▶ **Problem description**
Reproduce all of the material exactly as shown.

▶ **Dataset extract**
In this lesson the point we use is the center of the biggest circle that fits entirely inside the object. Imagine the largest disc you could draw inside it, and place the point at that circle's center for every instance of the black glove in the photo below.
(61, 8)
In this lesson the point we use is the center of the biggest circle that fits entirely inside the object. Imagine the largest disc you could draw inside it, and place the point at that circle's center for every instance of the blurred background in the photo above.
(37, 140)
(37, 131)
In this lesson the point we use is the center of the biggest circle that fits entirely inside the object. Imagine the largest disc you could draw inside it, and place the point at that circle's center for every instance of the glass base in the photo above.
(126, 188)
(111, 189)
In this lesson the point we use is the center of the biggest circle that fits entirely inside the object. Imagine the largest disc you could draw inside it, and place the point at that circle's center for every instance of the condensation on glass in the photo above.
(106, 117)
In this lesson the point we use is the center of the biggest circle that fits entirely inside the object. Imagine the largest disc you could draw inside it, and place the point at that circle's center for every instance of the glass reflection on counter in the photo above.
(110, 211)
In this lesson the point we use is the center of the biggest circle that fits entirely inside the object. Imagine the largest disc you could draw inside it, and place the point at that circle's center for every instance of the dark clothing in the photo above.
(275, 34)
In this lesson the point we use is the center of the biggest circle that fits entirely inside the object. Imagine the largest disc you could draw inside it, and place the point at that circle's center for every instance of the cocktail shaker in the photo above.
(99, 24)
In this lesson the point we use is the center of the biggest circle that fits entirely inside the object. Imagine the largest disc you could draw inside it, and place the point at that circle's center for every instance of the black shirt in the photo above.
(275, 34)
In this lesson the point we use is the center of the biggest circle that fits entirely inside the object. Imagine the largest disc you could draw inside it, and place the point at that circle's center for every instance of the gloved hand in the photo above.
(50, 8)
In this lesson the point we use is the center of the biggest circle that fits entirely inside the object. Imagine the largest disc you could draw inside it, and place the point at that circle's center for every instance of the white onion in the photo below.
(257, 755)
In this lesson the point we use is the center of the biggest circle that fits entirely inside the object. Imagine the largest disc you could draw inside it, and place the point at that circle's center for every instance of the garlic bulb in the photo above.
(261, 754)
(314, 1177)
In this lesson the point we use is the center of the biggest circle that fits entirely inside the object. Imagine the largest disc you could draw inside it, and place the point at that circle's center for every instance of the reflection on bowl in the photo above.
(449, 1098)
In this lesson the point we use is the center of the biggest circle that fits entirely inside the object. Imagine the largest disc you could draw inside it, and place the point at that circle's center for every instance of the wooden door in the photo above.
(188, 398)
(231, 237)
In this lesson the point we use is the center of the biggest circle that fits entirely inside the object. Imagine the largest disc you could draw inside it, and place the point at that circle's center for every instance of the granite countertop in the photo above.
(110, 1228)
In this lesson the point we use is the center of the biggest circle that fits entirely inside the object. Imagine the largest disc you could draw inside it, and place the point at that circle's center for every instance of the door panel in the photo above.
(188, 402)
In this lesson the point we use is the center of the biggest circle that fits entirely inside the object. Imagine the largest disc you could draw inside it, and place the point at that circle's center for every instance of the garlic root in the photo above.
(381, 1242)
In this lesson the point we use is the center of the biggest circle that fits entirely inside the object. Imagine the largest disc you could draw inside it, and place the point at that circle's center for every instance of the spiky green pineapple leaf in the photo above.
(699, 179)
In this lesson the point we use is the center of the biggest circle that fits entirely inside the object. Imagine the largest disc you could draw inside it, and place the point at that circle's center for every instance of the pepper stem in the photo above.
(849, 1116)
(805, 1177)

▶ **Result**
In this lesson the point we use is the center of the biggest circle that fits entirely inside the object. Imagine the largest disc you could draw inside it, and place the point at that circle's center for every instance of the black glove in the photo below.
(61, 8)
In this lesson the point we use is the center of the biggest circle that fits entirely inside the object. Imagine the largest disc you could draw inside it, and place the point at that circle's center for every instance of the blurred background in the photo above.
(37, 140)
(37, 131)
In this lesson the point we use is the center of the biggest circle that fits entirely inside the object. Imagine the largest disc you could draw inside it, and place the point at that circle's center for every instance of the glass base in the photo above.
(126, 188)
(111, 189)
In this lesson the point we use is the center of the biggest circle that fits entirely inside the object. Imagine the largest disc you could draw inside it, and place the point at that circle's center for every instance of the condensation on glass in the photo above.
(106, 117)
In this lesson the point we use is the center of the biggest circle that fits entirely inside the object. Imagine the largest disc you could draw inside it, and place the point at that circle's center for every instance of the glass reflection on counter in the photo above.
(110, 211)
In this lesson the point we use is the center of the biggest circle that fits entirely inside the object. Imagine the largest disc you could draw inside it, and place the point at that circle's center for every instance of the dark clothing in the photo above.
(275, 34)
In this lesson the point we use is the center of the biggest circle that fits entirely inside the object. Imagine the largest disc you could draw inside it, and place the point at that circle's center for every instance of the cocktail shaker in the photo above.
(99, 24)
In this lesson the point we use is the center of the biggest circle that fits entirely inside the object. Imagine the largest disc you could draw inside it, and place the point at that circle's center for every instance of the black shirt in the photo above.
(275, 34)
In this lesson the point we use is the center of the biggest circle that fits entirely inside the object. Imagine the largest disc you could draw inside it, and place the point at that circle's center for every instance of the gloved hand in the photo above.
(50, 8)
In this lesson the point we use is the center of the biggest circle that fits entirely inside the object. Imagine the largest disc you could draw inside it, and place the point at that circle's center for every instance of the white onion in the photo below.
(257, 755)
In this lesson the point we use is the center of the biggest circle that fits entirely inside the object. Imagine the largest disc you could draw inside it, and place the point at that circle's center for every instance of the garlic bulb in the photo above.
(261, 754)
(314, 1177)
In this lesson the point we use is the center of the biggest circle that fits entirely inside the object. Imagine the largest disc you could draw inside it, and place the point at that circle's center for every instance of the reflection on bowl in the photo above.
(449, 1098)
In this lesson the point we use is the center of the biggest circle that fits entirely inside the object. Imagine the largest disc you could draw inside it, and place the point at that circle's center for every instance of the wooden door in the photo above.
(188, 398)
(231, 237)
In this lesson the point we use is the center of the biggest circle that fits entirely inside the object. Imagine the largest disc you could draw inside it, and place the point at that circle's center for every instance of the granite countertop in the photo above.
(110, 1228)
In this lesson the point we use is the center of the biggest circle that fits entirely inside the object. Imagine the largest disc you could draw inside it, and place the point at that circle's center for every instance of the door panel in the photo above.
(188, 402)
In this lesson the point we use is the center of the biggest circle that fits entirely inside the object. Imagine the largest disc you could draw inside it, and place the point at that circle's center for every instance of the garlic root in the photo above.
(381, 1242)
In this lesson the point we use is the center of the biggest circle that fits entirely inside the object. Imagine the largest disc you could draw inside it, and place the point at that circle's center for every instance of the spiky green pineapple leaf in the photo above.
(699, 179)
In this lesson the point we use is the center of the biggest circle that fits entirely inside the object. Imagine the largest disc you could draw inside it, and place the point at that circle's center for every instance of the pepper stem in the photo above.
(849, 1116)
(805, 1177)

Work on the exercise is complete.